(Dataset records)

————

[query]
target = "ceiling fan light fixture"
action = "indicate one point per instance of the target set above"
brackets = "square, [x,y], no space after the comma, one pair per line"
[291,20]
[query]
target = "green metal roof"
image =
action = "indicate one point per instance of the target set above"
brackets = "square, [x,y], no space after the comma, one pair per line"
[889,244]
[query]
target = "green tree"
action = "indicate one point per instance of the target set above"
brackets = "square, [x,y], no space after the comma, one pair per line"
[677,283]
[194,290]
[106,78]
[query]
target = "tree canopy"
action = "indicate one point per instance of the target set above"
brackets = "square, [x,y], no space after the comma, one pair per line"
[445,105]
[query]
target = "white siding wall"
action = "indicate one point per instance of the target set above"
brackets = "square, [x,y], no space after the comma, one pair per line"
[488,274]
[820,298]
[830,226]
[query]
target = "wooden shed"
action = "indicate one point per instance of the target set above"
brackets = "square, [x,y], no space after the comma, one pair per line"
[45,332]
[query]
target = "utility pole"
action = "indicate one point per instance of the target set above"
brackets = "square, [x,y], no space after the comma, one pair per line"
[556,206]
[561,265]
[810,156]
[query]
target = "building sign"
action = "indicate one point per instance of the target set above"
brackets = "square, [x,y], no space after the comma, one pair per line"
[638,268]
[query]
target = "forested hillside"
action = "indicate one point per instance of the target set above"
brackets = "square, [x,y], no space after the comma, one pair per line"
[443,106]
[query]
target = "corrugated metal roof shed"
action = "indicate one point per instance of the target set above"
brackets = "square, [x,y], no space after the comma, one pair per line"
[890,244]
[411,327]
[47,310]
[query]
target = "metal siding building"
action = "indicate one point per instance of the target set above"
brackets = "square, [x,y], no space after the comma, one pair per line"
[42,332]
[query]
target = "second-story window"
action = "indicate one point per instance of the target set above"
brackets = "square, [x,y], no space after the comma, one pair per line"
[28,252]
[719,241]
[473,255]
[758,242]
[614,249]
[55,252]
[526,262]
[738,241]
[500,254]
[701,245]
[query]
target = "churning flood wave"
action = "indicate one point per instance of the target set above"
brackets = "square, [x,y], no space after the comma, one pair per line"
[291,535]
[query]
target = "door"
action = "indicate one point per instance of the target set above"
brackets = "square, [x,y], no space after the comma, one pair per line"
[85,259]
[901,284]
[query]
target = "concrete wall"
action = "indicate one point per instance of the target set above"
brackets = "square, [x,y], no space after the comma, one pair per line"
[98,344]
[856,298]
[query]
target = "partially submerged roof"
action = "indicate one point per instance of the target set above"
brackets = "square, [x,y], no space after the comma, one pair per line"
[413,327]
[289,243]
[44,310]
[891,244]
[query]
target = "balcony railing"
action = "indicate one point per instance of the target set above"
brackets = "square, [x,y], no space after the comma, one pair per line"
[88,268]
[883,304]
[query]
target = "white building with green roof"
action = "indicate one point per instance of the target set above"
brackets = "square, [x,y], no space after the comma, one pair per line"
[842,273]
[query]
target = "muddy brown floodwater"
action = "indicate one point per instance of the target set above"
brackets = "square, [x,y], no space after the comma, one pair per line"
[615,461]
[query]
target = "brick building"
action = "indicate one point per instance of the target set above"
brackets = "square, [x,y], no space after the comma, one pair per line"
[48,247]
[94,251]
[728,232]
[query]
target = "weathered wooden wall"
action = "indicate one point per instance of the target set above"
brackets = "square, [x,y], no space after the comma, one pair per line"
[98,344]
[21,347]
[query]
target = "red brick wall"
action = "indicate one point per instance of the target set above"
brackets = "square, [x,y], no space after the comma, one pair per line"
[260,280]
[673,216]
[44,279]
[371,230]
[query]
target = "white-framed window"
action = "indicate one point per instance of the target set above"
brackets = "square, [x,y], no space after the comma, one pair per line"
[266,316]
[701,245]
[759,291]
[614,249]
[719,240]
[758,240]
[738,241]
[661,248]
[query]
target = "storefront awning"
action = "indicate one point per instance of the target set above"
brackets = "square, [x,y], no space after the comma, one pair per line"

————

▶ [Assigned task] What is needed is an exact copy of every entry.

▶ [Task output]
[query]
target = "ceiling fan light fixture"
action = "indicate one point per instance of the target set above"
brackets = "square, [x,y], no space after the comma, one pair per line"
[291,20]
[query]
target = "green metal roof"
image =
action = "indicate one point per instance of the target set above"
brackets = "square, [x,y], no space after the comma, one pair per line"
[889,244]
[query]
target = "green tree"
action = "indicate one point per instance of the target set above"
brackets = "square, [x,y], no space after the comma, one pair per line"
[677,283]
[194,290]
[106,78]
[query]
target = "tree canopy"
action = "indicate one point per instance of the target set above"
brackets = "square, [x,y], no space after the comma, one pair per line"
[445,105]
[query]
target = "white siding wall"
action = "indicate one point per instance of the target set above"
brackets = "square, [x,y], no space after the comma, one pair per line"
[488,274]
[820,298]
[830,226]
[query]
target = "wooden shed"
action = "indicate one point per instance of the target set above"
brackets = "square, [x,y], no space after the comma, one pair per line"
[45,332]
[query]
target = "utility pole"
action = "indicate one point per instance of the target set above"
brackets = "square, [x,y], no space after the comma, one pair per line"
[556,206]
[561,265]
[810,156]
[query]
target = "building sign"
action = "indicate one point per instance of the target set above"
brackets = "square, [x,y], no space after the comma, one pair per line"
[638,268]
[query]
target = "forested hillside"
action = "indicate one point per instance of the target set above"
brackets = "square, [x,y], no space after the comma, one pair per line"
[443,106]
[query]
target = "corrugated metal roof shed"
action = "indicate one point per instance of the target set above"
brackets = "square, [x,y], no space after the comma, one pair per line"
[890,244]
[411,327]
[47,310]
[query]
target = "metal siding building"
action = "indicate one point per instance of the target set above"
brackets = "square, [x,y], no space after the comma, one pair per line"
[42,332]
[query]
target = "second-story window"
action = "indicate one point per instance of the target set above"
brackets = "square, [x,y], no space after the comma, one pair per line"
[28,252]
[719,241]
[473,255]
[758,242]
[614,249]
[55,252]
[526,262]
[738,241]
[500,254]
[701,245]
[query]
target = "churning flood wave"
action = "indicate one point per instance of the target set above"
brackets = "square, [x,y], no space after the comma, one pair per line"
[291,535]
[query]
target = "door"
action = "indicate one point per instance of the target set above"
brackets = "square, [x,y], no space after the comma, one pair per line"
[85,259]
[901,284]
[query]
target = "concrete wall"
action = "indicate one point per instance of the target set above"
brackets = "square, [x,y], no space after the comma, one pair per line"
[98,344]
[856,298]
[query]
target = "partially submerged roof"
action = "indicate one point per instance of the target set above"
brackets = "square, [x,y], no space after the comma, one pair per line"
[413,327]
[289,243]
[44,310]
[891,244]
[query]
target = "balcony railing"
action = "indicate one point per instance of the target set above"
brackets = "square, [x,y], no space after the comma, one pair per line"
[88,268]
[883,304]
[query]
target = "white building with green roof"
action = "indicate one point per instance of the target set above"
brackets = "square, [x,y], no space after the comma, one pair per line"
[842,273]
[query]
target = "muddy brown floodwater"
action = "indicate one point per instance of the target set above"
brackets = "square, [x,y], no space after the comma, one pair per line"
[615,461]
[query]
target = "brick building"
action = "indicate one point per instance of the target set above"
brackets = "square, [x,y], no space after the comma, one pair per line"
[48,247]
[94,251]
[728,232]
[query]
target = "weathered wooden wall"
action = "indicate one point per instance of the target set above"
brackets = "square, [x,y], no space after the comma, one pair per line"
[98,344]
[21,347]
[query]
target = "red brick wall"
action = "indicate one point per instance of the target set above"
brackets = "square, [x,y], no space after the comma, one pair per line"
[260,280]
[673,216]
[44,279]
[371,230]
[query]
target = "white-framed window"
action = "indicate one point per instance of the target set above"
brackets = "square, [x,y], no space after the comma, one pair per line"
[266,316]
[701,245]
[759,291]
[614,249]
[719,240]
[758,240]
[738,241]
[661,248]
[query]
target = "storefront awning"
action = "indicate one point per instance of the target set above"
brackets = "square, [x,y], no space after the comma, one pair per line"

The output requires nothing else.